Requirement – Put the lines of the material from the one holding "Annotation guideline: for every instance of the distant" through the last line, inclusive, into a JSON list of strings, one string per line, leaving out blank lines.

Start of Listed entries

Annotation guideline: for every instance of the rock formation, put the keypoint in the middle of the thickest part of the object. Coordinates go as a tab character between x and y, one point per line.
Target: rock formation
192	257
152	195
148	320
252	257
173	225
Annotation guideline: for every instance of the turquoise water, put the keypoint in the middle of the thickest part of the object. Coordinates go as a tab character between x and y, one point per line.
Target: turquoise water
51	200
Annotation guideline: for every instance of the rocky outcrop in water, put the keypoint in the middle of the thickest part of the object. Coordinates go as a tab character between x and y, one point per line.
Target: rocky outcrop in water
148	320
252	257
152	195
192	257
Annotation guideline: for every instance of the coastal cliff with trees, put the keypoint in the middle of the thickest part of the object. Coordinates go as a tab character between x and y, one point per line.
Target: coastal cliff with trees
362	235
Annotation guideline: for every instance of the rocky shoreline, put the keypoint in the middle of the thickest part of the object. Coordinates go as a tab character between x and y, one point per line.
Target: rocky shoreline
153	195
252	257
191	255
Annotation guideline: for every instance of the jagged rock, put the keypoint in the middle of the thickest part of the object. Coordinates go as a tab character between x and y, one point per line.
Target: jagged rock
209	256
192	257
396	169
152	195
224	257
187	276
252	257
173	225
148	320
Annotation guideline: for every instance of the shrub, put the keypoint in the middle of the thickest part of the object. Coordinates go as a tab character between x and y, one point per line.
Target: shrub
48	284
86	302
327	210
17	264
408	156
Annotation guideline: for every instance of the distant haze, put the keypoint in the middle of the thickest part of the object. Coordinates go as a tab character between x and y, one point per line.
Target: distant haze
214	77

End of Listed entries

The result –
[
  "Annotation guideline: for every instance of the distant haze, put the keypoint in the middle of the thickest part of the object. Coordinates go as a tab character between x and y, one point per line.",
  "Target: distant haze",
  "214\t77"
]